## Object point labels

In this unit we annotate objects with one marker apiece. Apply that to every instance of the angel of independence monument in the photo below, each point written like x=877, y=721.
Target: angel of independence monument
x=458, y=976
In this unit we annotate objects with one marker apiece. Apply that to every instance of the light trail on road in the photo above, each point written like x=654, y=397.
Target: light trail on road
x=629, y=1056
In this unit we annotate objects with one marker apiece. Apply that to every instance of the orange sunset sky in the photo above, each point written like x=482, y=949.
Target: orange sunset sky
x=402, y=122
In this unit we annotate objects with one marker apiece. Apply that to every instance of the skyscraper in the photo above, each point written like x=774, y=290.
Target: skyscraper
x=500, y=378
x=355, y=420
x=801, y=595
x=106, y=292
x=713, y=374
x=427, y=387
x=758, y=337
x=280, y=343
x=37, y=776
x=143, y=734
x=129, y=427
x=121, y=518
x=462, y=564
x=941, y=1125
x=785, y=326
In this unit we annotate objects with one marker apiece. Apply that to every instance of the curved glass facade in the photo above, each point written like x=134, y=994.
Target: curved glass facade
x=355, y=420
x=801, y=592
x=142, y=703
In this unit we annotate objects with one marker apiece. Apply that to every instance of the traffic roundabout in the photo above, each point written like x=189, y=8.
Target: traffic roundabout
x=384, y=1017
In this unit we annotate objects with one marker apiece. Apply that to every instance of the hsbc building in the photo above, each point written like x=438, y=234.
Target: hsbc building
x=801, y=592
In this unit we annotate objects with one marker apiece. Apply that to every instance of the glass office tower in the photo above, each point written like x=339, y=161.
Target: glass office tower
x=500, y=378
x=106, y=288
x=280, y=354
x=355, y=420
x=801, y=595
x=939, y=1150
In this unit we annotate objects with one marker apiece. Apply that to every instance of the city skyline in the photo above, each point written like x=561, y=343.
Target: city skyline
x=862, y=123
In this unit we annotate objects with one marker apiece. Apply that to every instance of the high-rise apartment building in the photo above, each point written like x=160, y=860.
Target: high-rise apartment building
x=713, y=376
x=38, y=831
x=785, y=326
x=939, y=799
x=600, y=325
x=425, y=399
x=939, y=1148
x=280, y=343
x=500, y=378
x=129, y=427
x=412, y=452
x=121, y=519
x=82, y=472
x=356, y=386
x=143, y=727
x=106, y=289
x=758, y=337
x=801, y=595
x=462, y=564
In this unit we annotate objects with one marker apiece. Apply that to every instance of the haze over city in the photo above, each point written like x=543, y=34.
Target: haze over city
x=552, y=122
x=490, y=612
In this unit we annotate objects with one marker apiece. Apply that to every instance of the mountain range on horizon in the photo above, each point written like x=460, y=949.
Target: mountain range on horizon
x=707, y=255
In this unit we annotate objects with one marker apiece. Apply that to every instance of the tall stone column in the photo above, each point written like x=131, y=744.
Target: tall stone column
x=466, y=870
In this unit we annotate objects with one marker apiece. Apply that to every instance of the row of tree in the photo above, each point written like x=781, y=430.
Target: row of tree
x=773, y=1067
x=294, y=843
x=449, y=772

## DIRECTIVE
Rewrite the lines between the one containing "like x=654, y=397." and the one containing "x=402, y=122", inclusive, replacing "marker" with "dot" and leaving everything else unchanged.

## SOLVED EXERCISE
In this unit we annotate objects with one dot apiece. Apply that to every instance of the light trail on road in the photo above, each point written like x=654, y=397.
Target: light trail on road
x=629, y=1056
In this unit we annotate objects with one dot apiece. Apply that to every instance of the orange sunset sky in the photo above, each point written like x=482, y=949.
Target: orange sunset sky
x=402, y=122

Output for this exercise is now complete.